Orexins, energy balance, temperature, sleep-wake cycle

Miklós Székely

Department of Pathophysiology and Gerontology, Faculty of Medicine, University of Pécs, Pécs, Hungary

THE LAST DECADES HAVE WITNESSED an upsurge of neuropeptide research. These substances regulate or influence various functions like appetite, water intake, learning and memory, adaptive responses to environmental stress, thermoregulation and fever, social behavior, and sleep. One function may be affected by several peptides, and a single peptide can be involved in different functions—a general approach is to find a coordinated pattern, which appears "meaningful" in explaining how a given peptide may participate in complex events.

= = = = =

Reproduce the passage on orexins in full, word for word. Rely solely on the text above.

[Collected data entries]
= = = = =

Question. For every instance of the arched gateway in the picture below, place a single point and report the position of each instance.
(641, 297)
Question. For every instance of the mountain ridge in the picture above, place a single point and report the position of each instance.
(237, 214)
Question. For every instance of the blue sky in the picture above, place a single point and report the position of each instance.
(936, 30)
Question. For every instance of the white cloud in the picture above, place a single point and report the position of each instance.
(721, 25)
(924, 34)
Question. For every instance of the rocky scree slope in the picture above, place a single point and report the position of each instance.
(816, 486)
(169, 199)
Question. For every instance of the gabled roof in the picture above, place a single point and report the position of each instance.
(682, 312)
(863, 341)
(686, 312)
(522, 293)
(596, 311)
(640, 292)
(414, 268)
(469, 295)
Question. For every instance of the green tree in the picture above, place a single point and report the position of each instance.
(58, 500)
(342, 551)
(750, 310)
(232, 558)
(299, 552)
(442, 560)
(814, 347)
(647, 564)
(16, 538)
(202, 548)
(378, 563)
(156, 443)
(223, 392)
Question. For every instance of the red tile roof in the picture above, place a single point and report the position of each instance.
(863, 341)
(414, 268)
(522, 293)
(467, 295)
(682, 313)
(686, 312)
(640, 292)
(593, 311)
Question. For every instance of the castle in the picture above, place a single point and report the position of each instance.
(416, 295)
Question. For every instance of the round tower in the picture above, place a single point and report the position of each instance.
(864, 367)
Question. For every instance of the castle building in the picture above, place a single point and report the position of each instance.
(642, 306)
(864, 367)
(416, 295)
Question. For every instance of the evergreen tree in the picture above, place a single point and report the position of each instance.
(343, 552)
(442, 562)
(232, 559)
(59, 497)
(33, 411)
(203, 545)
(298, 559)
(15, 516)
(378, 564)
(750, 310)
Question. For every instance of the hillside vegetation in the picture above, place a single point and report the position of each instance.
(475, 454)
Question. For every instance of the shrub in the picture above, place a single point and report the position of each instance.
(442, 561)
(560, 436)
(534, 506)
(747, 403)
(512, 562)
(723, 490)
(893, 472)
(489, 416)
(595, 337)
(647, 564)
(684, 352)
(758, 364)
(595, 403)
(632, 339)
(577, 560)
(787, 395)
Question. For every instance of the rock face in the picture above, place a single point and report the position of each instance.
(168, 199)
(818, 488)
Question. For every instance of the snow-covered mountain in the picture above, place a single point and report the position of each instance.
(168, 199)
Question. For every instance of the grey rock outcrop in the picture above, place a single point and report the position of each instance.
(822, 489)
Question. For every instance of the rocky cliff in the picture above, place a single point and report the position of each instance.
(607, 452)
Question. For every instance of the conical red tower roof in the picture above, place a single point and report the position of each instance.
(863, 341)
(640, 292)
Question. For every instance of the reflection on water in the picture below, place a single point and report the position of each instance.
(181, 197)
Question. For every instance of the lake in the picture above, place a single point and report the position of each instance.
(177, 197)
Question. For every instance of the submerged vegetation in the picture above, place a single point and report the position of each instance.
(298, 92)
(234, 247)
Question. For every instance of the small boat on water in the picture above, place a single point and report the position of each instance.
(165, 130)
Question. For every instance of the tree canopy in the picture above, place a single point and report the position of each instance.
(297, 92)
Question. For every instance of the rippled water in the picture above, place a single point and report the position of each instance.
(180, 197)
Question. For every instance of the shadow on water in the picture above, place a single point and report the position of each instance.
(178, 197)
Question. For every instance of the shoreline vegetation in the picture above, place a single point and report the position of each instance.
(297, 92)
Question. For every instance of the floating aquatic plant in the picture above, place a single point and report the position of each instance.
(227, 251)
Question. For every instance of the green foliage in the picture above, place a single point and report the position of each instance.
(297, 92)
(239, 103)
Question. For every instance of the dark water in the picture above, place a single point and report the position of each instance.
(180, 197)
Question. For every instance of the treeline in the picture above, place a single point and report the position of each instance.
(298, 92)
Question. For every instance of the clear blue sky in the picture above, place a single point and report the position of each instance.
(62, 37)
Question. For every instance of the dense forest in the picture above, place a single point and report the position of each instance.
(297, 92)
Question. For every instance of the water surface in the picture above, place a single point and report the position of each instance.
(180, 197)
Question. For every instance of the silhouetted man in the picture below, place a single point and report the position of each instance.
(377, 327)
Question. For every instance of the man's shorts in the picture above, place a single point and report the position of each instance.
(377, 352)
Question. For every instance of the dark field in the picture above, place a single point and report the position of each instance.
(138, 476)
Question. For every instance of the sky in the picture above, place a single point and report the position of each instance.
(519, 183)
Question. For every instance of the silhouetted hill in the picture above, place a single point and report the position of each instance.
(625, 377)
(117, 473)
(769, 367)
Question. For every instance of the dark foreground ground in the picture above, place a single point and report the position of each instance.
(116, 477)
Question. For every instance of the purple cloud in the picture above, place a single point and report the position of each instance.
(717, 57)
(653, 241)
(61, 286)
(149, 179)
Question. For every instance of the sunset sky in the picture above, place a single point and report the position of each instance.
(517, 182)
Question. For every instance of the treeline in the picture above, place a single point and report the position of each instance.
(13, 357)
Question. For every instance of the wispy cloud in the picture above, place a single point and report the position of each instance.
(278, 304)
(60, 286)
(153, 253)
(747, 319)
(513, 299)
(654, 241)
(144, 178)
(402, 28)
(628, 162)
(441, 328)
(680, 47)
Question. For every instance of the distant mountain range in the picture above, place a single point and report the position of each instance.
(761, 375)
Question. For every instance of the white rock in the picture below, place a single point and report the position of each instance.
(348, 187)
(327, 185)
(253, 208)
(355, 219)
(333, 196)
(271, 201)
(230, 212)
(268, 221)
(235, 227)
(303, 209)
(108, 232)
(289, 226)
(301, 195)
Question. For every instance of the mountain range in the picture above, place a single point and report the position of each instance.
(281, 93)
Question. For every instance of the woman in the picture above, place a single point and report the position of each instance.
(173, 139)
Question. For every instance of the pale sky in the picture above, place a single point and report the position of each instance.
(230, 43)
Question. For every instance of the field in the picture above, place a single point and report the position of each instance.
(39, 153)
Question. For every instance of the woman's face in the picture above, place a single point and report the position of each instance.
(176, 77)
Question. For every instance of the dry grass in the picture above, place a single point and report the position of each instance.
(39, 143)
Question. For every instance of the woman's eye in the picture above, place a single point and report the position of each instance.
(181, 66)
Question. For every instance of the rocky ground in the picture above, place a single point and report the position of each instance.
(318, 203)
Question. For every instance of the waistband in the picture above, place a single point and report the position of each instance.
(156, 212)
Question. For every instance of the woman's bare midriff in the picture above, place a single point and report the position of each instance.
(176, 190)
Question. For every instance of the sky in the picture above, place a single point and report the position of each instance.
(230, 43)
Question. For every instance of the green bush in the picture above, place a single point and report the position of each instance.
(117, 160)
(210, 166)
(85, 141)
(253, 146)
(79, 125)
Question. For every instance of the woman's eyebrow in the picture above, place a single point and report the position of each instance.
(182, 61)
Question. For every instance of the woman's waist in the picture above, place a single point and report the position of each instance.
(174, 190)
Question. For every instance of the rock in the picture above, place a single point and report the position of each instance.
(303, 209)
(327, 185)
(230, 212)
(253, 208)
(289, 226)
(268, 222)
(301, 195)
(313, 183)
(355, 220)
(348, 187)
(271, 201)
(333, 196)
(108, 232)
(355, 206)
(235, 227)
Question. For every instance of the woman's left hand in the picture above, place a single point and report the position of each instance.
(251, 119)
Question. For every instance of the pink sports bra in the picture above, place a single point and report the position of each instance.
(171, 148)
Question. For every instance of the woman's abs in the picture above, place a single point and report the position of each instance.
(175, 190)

= = = = =

=== TASK OUTPUT ===
Orexins, energy balance, temperature, sleep-wake cycle

Miklós Székely

Department of Pathophysiology and Gerontology, Faculty of Medicine, University of Pécs, Pécs, Hungary

THE LAST DECADES HAVE WITNESSED an upsurge of neuropeptide research. These substances regulate or influence various functions like appetite, water intake, learning and memory, adaptive responses to environmental stress, thermoregulation and fever, social behavior, and sleep. One function may be affected by several peptides, and a single peptide can be involved in different functions—a general approach is to find a coordinated pattern, which appears "meaningful" in explaining how a given peptide may participate in complex events.